# whats your inexpensive co2 system?



## fish_fasinated (Mar 30, 2006)

Other then DIY yeast and sugar, I'd like to know what everyones CO2 system is. I'm tired of yeast CO2 with its irregularities, and I want to see whats out there.

and right now the cheaper the better! no ADA please lol thier not cheap!

and maybe to add into this whats the input on this little system?
http://cgi.ebay.ca/Full-Co2-System-...photoQQcmdZViewItemQQ_trksidZp1742.m153.l1262

Cause if I have a glass diffuser on its way, and i found that copperhead makes a 40 pack of cylinders that i could get for a nice steady supply of CO2


----------



## Captain Hooked (Oct 13, 2008)

fish_fasinated said:


> Other then DIY yeast and sugar, I'd like to know what everyones CO2 system is. I'm tired of yeast CO2 with its irregularities, and I want to see whats out there.
> 
> and right now the cheaper the better! no ADA please lol thier not cheap!
> 
> ...



Have you looked into Flourish Excel, yet?


----------



## fish_fasinated (Mar 30, 2006)

Captain Hooked said:


> You mean "inexpensive", eh?
> 
> Have you looked into Flourish Excel, yet?


Totally forgot about excel, only thing is that it makes me nervous being so concentrated.

would this affect shrimp at all?


----------



## solution7 (Oct 29, 2008)

I use Jungle Labs Fizz Factory and it was on close out at my Big Box pet store for $2 bux and I bought all of their fiz tabs also since they were $3 bux for the big refill boxes.. I also dose excell every other day as well.. But the Fizz tab thing is cheap..

http://www.thatpetplace.com/pet/group/11114/product.web


----------



## [email protected] (Jul 17, 2008)

The link to eBay is for a very small CO2 kit designed for a nano tank. The cartridges are not refillable. You may get a month out of each. Copperhead CO2 cartridges are expensive too, after a while. There isn't much in each cartridge and they too, aren't refillable. If you want irregularities lets talk timing of tiny cartridges.

You can smooth out a DIY yeast setup by using two bottles connected to a T. Swap one each week. Be sure to use a check valve on each.

Records shown:
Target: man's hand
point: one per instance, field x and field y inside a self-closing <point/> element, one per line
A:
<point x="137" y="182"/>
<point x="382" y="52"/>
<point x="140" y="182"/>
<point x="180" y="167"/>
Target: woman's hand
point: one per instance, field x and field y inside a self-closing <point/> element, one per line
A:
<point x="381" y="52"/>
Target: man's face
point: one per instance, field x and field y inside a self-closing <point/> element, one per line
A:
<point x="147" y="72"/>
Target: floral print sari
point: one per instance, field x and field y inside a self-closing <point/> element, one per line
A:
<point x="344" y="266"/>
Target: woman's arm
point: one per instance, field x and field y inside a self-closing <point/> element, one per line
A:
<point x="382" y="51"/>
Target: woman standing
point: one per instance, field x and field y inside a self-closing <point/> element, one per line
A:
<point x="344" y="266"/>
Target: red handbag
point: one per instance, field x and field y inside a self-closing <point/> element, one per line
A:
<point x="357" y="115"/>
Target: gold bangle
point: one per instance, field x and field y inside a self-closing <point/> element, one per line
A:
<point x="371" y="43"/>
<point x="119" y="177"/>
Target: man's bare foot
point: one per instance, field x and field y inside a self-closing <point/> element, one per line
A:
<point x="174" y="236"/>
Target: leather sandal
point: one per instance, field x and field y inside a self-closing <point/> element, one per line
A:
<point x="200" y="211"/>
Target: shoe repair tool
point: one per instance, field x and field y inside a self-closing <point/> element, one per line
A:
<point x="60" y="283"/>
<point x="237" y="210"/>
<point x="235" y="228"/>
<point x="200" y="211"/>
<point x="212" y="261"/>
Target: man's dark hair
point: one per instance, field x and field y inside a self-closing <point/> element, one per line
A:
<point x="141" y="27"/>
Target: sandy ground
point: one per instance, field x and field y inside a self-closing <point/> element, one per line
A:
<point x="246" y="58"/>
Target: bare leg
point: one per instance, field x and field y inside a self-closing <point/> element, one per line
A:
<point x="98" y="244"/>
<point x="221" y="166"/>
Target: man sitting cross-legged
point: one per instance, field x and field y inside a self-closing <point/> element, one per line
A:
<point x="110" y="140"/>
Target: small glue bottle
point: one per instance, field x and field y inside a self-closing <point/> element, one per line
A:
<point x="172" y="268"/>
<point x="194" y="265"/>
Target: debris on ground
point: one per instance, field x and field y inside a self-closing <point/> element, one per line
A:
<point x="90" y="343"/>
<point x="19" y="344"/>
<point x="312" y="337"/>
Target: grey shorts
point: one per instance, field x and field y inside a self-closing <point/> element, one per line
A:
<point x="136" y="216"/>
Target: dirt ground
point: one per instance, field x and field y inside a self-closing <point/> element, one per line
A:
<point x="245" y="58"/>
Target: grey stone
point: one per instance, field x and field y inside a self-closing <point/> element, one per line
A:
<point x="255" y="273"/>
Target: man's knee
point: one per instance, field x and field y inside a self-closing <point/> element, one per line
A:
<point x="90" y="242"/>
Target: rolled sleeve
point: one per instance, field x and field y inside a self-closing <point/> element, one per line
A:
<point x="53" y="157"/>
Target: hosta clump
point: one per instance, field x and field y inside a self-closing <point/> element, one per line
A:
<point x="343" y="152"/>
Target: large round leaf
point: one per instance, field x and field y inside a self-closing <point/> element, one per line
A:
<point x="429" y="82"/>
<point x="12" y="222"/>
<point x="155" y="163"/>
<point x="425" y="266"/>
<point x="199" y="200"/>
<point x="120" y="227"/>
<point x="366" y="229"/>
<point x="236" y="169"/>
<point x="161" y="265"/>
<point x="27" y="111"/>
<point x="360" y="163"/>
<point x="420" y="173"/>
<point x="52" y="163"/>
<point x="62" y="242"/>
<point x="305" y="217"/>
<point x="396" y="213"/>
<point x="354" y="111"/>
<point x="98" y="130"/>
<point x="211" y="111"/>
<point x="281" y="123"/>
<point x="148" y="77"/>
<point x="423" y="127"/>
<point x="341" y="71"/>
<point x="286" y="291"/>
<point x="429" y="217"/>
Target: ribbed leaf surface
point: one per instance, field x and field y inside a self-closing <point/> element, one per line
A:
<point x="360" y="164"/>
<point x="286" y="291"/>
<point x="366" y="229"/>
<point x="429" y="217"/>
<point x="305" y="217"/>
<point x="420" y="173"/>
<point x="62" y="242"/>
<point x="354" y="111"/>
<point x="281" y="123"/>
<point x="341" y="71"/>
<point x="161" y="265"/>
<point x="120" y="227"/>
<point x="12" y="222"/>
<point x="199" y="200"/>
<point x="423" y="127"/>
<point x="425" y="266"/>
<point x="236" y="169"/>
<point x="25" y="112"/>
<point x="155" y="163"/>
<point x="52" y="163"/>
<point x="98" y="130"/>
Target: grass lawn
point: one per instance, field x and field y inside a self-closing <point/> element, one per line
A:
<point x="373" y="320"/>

--

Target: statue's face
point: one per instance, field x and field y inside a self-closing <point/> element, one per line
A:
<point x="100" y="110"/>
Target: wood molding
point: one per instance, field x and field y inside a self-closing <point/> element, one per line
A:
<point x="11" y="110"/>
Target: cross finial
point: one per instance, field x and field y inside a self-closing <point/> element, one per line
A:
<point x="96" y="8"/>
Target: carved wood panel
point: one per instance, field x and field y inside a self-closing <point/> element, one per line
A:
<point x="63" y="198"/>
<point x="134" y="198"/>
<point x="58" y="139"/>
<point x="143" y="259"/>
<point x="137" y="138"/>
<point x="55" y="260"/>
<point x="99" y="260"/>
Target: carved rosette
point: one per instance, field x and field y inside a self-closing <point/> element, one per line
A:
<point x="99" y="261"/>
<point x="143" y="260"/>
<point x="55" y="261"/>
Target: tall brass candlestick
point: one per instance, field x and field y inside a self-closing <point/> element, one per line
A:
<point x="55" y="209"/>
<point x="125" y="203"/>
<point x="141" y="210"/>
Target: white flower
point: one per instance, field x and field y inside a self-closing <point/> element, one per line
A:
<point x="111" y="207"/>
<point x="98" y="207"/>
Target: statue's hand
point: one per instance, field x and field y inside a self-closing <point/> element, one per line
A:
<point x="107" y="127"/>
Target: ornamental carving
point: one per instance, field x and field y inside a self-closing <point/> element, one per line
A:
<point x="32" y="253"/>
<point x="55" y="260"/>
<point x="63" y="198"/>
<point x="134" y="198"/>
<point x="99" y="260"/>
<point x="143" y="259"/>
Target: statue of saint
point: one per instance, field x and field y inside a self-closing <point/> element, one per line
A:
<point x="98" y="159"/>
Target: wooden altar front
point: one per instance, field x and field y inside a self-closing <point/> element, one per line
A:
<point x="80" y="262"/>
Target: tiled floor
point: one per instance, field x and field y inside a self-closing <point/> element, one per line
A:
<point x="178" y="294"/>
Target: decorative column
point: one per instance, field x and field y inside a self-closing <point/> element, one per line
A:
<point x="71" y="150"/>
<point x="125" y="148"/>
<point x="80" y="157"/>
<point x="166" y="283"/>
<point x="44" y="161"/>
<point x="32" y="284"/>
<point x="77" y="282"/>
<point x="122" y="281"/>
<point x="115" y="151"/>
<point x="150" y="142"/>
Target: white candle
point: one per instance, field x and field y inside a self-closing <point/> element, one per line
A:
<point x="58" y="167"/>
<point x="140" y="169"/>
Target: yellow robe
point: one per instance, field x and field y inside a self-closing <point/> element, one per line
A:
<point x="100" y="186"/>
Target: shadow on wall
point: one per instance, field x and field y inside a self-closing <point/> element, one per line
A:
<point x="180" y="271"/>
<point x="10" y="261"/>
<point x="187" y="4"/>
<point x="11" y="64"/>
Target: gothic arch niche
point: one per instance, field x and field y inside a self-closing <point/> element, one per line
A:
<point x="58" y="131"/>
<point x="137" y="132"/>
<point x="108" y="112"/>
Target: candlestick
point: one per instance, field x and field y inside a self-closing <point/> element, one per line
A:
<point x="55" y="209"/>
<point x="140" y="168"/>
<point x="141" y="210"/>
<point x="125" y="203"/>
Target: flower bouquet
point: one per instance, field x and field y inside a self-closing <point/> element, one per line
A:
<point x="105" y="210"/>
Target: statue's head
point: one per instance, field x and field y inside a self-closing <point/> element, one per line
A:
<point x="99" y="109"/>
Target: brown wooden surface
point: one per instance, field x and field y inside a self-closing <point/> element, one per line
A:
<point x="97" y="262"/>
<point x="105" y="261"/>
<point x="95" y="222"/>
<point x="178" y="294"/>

--

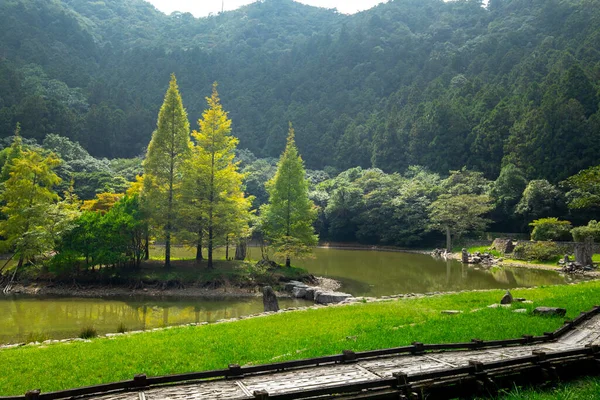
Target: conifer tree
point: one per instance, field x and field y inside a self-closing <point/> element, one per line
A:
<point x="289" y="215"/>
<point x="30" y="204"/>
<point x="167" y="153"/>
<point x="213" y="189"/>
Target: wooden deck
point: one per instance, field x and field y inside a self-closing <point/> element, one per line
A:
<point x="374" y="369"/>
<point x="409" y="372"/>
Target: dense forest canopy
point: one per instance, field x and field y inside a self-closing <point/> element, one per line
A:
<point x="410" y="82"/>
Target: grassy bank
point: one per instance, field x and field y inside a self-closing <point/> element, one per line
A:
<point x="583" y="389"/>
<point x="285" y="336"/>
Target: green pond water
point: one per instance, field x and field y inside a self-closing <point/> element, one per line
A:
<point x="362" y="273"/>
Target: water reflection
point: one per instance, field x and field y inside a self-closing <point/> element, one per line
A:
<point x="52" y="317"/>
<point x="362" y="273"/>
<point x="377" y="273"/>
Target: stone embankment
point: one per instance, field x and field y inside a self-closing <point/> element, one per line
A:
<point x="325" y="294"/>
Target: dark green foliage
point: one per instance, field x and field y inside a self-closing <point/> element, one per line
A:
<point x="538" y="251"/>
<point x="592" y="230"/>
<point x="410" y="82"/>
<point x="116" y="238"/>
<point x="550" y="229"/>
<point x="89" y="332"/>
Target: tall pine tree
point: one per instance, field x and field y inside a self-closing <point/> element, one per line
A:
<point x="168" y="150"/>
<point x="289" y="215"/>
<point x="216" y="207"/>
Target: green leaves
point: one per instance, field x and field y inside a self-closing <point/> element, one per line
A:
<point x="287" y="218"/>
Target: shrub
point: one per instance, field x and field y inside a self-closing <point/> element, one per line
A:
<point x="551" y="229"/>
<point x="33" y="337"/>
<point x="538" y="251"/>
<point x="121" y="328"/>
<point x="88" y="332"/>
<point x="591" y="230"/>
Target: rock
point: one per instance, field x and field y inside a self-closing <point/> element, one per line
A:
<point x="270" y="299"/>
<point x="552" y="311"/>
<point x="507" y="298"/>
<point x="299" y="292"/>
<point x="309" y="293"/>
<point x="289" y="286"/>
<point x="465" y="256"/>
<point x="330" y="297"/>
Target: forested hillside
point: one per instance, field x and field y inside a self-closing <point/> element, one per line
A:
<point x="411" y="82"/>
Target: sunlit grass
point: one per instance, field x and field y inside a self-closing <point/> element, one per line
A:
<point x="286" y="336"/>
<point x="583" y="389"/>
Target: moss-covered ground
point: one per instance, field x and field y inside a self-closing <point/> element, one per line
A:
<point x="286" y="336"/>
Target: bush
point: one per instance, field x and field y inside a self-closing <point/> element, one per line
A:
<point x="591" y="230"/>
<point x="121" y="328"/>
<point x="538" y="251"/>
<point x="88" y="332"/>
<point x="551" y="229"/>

Task directions:
Pick up the forum thread on inexpensive CO2 systems after its last post and continue it. The listing is not needed for what follows.

Reply:
That said, I've got to repeat what most will tell you, because we've been there and done that already. Standard off the shelf pressurized CO2 is really easier in the long run. It is also cheaper if you skip all the mis-steps on the way. A lot sooner if you ever spill a working yeast bottle on a significant others rug. 

And, like many here, I'll say contact one of the sponsors of this forum and have them help you out. I happened to luck out and get a demo unit Orlando offered. That and a local cylinder deal got me a functional system with solenoid for about $150.

Good luck.


----------



## lovingHDTV (Oct 15, 2008)

[email protected] said:


> A lot sooner if you ever spill a working yeast bottle on a significant others rug.
> 
> Good luck.


You just gave me a great idea :icon_evil

dave


----------



## dougiefresh (Sep 5, 2006)

Look at red sea paintball co2 regulator and needle valve as an option. They've worked w'ell for me. Around 90 bucks + shipping. Then you can get a paintball co2 tank on ebay for around 20 or less.

http://www.dtpetsupplies.com/catalog/product_info.php?language=en&currency=USD&products_id=5124


----------



## mistergreen (Dec 9, 2006)

good ol' bacteria & fish produce CO2, and from the air... In a low tech system, that's all that's needed.


----------



## fish_fasinated (Mar 30, 2006)

lol After a discussion over finances and what not with my accountant (the girlfriend) the 7.5G is going back to work (work in a big als) on the shelf, and I'm sticking to DIY for now. I'm focusing on my 2.5g I still have going. 

the issue I have with DIY is that I run two cannisters on my 20G. One consistently runs out in less then 3 days, the other runs right to the end. But I don't use the same kind of bottles (one Red Sea, one Hagen). so now I'm starting to re think my whole setup.

Thanks for all of the ideas its just not in the cards right now.


----------



## Captain Hooked (Oct 13, 2008)

fish_fasinated said:


> lol After a discussion over finances and what not with my accountant (the girlfriend) the 7.5G is going back to work (work in a big als) on the shelf, and I'm sticking to DIY for now. I'm focusing on my 2.5g I still have going.
> 
> the issue I have with DIY is that I run two cannisters on my 20G. One consistently runs out in less then 3 days, the other runs right to the end. But I don't use the same kind of bottles (one Red Sea, one Hagen). so now I'm starting to re think my whole setup.
> 
> Thanks for all of the ideas its just not in the cards right now.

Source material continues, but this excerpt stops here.